--- Exercise description ---
All entries must be extracted exactly, with nothing added or dropped.

::: Records provided

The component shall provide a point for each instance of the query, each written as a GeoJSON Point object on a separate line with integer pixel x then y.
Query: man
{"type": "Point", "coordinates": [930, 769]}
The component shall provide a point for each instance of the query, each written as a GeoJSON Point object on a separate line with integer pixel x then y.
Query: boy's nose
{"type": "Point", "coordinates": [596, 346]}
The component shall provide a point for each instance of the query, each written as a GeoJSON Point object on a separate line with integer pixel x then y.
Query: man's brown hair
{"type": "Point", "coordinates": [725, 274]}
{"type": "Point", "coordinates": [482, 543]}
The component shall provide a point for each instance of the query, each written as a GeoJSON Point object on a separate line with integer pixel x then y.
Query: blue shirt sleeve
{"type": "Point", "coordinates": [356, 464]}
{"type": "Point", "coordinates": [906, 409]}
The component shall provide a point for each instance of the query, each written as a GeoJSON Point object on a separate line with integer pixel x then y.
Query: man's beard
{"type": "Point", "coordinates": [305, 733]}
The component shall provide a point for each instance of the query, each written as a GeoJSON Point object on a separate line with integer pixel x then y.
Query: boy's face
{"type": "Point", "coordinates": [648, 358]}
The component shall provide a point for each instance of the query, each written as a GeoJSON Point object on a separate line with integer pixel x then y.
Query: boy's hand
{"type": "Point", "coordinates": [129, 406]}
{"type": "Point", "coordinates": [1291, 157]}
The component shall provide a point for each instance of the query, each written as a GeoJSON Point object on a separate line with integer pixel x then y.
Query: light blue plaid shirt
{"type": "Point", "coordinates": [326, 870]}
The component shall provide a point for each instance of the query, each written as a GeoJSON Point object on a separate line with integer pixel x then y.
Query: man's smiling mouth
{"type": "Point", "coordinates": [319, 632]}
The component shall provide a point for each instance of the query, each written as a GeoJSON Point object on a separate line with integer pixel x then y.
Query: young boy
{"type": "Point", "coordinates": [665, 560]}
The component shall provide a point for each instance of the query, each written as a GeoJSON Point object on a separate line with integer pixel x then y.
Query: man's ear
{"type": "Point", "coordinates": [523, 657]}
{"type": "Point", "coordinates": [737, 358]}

::::::

--- Answer to the task ---
The component shall provide a point for each instance of the query, each written as a GeoJSON Point object on a separate line with integer pixel x then y.
Query: man
{"type": "Point", "coordinates": [930, 769]}
The component shall provide a point for each instance of the query, each written as a GeoJSON Point object on a separate line with integer pixel x then y.
Query: boy's nose
{"type": "Point", "coordinates": [596, 346]}
The component shall provide a point for each instance of the query, each written as a GeoJSON Point object on a separate line with integer pixel x then y.
Query: man's brown hair
{"type": "Point", "coordinates": [725, 274]}
{"type": "Point", "coordinates": [482, 543]}
The component shall provide a point for each instance of the query, each written as a GeoJSON Point object on a separate line with integer pixel x then y.
Query: blue shirt sleeve
{"type": "Point", "coordinates": [356, 464]}
{"type": "Point", "coordinates": [906, 409]}
The component shall provide a point for each instance of the query, each written as a GeoJSON Point object on a separate line with integer pixel x then y.
Query: man's beard
{"type": "Point", "coordinates": [305, 733]}
The component shall provide a point for each instance of the query, each written as a GeoJSON Point object on a separate line with integer pixel x then y.
Query: boy's face
{"type": "Point", "coordinates": [648, 358]}
The component shall provide a point for each instance of the query, each written as a GeoJSON Point object on a separate line with integer pixel x then y.
Query: boy's hand
{"type": "Point", "coordinates": [129, 406]}
{"type": "Point", "coordinates": [1291, 157]}
The component shall provide a point for each instance of the query, each written as a GeoJSON Point object on a separate line with integer pixel x then y.
Query: light blue plaid shirt
{"type": "Point", "coordinates": [326, 870]}
The component shall provide a point for each instance of the query, each written as a GeoJSON Point object on a separate line with integer pixel x then y.
Query: man's smiling mouth
{"type": "Point", "coordinates": [319, 632]}
The component shall provide a point for each instance of the query, each written as a GeoJSON Point object on a separate line with integer pixel x then y.
Query: young boy
{"type": "Point", "coordinates": [665, 560]}
The component shall provide a point for each instance of the query, each written as a GeoJSON Point object on a separate line with integer pixel x then y.
Query: man's ear
{"type": "Point", "coordinates": [523, 657]}
{"type": "Point", "coordinates": [737, 358]}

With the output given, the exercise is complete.